- _EXCERPTED TEXT_:
»»

At a dinner party of mixed company (vanilla and lifestylers) the conversation turned to D/s.  We were discussing the very same topic, how can you spot submissives.

A vanilla lady said,
"I wouldn't know a submissive if I fell over her"

The Domme lady said,
"Yes you would, she would be the one apologising!"

Well it made me laugh

:: smiles ::




Thank you so much for sharing this it made me laugh too, it just sounds so familiar!




slaveish -> RE: Spotting a sub (5/11/2007 3:46:33 PM)

quote:

ORIGINAL: LotusSong

If you want to see if a male/female is submissive, get on top and gently take their wrists in your hands a pin them above their head.. then watch their reaction.  Take it from there.



EwwwwwwwwwwwwwwwmmmmmyyyyyyyyyyGAWD. ~delicious shiver~

Err ... yeah, Lotus. That might work.




OhBeMyMind -> RE: Spotting a sub (5/11/2007 4:16:02 PM)

~quickie~  
Perhaps the look of confusion was her wondering why you were spanking her instead of her spanking you......hey, it could be a possibility! [sm=brush.gif]




adoracat -> RE: Spotting a sub (5/11/2007 8:25:28 PM)

quote:

ORIGINAL: Focus50

Submissive?  Possibly, but that's up to her to explore about herself.  I find lots of young women respond to my "outrageous" commands when I'm in full flirt mode.  "Sit up straight girl, NO slouching", for eg, and as many snap to attention as the ones who just give me the "fuck off geezer" look in response.  I enjoy both but I remember the former more readily.
  
Focus. 


GAH!

i sat up straight when i read this.  *shakes head at self*  well i guess its pretty obvious which way i bend...

and yes, i know in *me*, anyone who is aware of their own Dominant nature would be able to tell which way i bend fairly easily.  but that's *me* and i dont claim to speak for anyone else.

kitten, who is easily amused at herself....

««

- _THE EXERCISE_: In the forum thread, what example does Focus50 give of an "outrageous" command used in full flirt mode? The listing after this point is separate material, unconnected to the forum thread.

- _DATA PROVIDED_:
»»

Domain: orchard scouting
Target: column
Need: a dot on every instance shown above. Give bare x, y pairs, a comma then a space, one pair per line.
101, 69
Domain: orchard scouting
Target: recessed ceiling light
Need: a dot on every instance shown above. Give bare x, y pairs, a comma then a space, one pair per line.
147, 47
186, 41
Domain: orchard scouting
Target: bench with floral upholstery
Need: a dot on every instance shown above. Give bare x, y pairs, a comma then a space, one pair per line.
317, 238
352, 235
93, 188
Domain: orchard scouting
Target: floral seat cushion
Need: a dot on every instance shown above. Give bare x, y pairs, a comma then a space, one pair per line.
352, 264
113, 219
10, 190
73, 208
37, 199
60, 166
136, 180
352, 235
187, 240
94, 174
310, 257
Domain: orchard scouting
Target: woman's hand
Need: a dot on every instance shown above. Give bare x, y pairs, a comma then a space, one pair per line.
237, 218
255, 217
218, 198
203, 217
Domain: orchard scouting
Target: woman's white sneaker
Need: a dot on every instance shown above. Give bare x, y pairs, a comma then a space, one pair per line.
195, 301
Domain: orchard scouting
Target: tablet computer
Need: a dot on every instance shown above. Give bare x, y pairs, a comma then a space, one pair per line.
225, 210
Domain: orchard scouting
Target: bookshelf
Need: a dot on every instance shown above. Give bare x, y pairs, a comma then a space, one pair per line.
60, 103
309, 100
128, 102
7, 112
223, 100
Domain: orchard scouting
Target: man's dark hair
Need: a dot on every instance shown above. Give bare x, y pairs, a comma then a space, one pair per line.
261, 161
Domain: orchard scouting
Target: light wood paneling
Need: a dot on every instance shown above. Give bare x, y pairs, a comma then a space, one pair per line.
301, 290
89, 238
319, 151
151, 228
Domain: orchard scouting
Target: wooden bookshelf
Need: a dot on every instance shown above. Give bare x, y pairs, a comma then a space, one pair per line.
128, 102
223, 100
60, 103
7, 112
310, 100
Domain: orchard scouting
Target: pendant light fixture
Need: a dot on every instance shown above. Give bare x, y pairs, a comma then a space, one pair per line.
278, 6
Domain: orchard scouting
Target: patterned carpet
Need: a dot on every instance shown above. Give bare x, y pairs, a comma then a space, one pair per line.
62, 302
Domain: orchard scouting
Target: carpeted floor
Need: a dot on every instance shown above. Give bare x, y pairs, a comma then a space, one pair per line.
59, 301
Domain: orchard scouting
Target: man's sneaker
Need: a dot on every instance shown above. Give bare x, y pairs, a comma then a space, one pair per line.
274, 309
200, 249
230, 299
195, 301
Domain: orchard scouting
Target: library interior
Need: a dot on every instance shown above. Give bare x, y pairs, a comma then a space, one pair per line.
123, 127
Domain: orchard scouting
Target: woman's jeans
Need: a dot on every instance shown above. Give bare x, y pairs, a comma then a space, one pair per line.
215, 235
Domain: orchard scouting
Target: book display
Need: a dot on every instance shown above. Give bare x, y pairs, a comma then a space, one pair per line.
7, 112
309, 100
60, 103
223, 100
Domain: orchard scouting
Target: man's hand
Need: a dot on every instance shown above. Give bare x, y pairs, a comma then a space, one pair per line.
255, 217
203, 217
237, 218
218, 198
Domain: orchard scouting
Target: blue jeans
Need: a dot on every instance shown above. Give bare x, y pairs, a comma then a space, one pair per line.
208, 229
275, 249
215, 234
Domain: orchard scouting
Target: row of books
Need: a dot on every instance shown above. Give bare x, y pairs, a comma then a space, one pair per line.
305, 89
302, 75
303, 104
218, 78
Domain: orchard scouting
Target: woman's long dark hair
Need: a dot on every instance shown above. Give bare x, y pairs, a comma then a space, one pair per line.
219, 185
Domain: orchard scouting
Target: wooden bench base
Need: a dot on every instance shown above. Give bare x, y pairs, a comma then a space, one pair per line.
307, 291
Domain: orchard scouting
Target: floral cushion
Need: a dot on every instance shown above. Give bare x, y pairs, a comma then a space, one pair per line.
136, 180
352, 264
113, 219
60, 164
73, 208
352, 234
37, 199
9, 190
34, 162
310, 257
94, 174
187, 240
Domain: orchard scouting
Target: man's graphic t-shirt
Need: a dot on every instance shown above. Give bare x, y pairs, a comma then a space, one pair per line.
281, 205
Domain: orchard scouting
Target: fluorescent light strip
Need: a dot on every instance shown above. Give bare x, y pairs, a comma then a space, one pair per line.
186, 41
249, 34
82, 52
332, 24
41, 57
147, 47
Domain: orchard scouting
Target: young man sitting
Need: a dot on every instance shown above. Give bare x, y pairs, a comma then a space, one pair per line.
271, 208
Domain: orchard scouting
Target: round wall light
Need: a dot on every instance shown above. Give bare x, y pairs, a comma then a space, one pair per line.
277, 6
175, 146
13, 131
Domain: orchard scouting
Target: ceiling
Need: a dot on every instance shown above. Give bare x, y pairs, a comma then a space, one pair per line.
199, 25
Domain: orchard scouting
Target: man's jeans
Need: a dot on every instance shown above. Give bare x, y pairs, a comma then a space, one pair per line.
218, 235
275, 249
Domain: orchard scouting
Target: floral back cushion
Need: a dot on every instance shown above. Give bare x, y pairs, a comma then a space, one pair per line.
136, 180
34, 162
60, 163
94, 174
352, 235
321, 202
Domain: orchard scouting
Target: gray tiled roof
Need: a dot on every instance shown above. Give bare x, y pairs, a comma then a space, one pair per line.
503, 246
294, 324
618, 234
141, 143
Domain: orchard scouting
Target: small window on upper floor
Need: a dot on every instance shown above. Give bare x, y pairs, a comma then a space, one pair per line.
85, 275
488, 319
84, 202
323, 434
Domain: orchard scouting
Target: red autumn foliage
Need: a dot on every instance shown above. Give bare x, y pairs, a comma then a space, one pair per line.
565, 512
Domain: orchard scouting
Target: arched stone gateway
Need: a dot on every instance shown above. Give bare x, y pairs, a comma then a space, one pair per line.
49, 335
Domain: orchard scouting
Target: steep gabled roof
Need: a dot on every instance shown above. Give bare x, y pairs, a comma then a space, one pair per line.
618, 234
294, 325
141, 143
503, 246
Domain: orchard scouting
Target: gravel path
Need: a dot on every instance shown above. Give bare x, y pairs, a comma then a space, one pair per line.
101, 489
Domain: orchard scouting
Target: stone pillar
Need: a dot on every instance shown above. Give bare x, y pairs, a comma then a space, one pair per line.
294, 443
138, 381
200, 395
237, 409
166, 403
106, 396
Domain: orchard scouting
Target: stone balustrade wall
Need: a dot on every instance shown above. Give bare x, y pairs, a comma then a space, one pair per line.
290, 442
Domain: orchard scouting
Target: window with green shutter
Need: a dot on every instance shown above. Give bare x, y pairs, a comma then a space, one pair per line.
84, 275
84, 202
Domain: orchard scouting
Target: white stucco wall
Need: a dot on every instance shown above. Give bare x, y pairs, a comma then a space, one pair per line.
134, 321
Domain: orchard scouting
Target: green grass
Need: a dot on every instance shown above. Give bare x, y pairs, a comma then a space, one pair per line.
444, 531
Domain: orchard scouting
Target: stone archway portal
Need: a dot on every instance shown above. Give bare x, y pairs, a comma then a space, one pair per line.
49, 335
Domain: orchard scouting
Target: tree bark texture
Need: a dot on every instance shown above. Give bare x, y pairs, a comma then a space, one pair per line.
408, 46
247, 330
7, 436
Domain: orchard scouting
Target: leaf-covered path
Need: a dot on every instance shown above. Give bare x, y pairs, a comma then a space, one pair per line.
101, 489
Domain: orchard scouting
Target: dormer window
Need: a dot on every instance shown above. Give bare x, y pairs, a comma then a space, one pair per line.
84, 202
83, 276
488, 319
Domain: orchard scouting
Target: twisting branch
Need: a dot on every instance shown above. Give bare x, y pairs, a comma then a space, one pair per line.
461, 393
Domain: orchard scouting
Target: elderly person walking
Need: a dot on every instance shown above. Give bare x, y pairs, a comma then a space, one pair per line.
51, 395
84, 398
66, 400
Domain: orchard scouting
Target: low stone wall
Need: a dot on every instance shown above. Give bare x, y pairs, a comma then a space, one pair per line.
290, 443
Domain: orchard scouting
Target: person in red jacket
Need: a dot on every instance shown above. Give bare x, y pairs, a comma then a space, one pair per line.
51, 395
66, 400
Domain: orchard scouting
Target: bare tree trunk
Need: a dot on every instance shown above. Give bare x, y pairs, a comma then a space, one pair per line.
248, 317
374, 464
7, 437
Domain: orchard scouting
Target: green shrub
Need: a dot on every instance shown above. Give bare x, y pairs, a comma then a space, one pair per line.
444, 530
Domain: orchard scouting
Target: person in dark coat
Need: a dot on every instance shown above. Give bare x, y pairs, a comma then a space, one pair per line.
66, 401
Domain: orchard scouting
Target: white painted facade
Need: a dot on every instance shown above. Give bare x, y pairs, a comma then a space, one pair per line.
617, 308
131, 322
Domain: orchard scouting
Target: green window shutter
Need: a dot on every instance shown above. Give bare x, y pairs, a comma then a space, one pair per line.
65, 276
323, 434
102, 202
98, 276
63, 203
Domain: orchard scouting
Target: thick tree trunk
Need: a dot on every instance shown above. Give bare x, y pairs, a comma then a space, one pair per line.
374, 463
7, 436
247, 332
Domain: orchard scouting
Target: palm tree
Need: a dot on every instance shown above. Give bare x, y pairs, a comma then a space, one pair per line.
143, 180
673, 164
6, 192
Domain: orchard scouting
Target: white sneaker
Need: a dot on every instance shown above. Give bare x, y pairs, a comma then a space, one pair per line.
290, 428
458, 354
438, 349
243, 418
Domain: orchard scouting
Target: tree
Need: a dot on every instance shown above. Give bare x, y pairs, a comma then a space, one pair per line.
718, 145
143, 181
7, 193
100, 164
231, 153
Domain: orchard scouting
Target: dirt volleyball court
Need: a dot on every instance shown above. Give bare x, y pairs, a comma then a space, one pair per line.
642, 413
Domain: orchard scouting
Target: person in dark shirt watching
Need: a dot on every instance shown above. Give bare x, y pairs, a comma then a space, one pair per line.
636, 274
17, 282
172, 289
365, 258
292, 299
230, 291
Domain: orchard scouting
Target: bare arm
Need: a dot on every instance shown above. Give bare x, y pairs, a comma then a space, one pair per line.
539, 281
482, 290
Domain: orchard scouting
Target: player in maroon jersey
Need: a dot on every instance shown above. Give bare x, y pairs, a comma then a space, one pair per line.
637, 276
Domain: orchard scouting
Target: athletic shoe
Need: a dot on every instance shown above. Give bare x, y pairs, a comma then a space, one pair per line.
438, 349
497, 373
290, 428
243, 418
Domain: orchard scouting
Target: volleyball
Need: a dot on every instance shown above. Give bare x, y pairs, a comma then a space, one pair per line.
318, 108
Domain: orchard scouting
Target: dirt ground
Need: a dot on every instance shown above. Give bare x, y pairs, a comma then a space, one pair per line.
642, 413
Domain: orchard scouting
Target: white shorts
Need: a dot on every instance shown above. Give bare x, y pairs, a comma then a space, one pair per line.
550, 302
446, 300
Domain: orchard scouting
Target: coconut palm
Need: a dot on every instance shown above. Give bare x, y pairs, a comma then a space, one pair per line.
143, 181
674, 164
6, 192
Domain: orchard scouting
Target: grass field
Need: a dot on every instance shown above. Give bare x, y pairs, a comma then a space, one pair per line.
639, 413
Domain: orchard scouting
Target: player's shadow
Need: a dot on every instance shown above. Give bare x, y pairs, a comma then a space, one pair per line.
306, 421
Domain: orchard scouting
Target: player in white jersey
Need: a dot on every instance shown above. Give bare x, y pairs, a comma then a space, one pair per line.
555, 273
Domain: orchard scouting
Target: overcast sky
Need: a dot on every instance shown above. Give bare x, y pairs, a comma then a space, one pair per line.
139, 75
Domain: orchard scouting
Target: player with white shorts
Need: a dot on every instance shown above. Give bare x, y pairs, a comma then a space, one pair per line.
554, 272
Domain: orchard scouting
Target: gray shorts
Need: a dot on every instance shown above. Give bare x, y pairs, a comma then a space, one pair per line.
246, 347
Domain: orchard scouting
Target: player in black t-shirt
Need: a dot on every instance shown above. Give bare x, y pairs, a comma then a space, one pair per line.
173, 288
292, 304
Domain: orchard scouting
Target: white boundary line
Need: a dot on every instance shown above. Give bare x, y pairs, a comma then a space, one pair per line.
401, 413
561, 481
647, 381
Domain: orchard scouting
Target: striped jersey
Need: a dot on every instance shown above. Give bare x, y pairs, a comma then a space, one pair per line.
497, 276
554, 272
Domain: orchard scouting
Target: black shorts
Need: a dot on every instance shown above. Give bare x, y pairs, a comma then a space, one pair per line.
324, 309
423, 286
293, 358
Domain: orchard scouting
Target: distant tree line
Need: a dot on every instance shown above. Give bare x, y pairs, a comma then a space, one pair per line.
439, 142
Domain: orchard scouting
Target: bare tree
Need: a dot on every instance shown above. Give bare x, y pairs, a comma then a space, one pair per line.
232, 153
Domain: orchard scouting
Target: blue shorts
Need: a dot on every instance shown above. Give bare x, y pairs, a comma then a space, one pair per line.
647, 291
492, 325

««

- _REPLY_: "Sit up straight girl, NO slouching."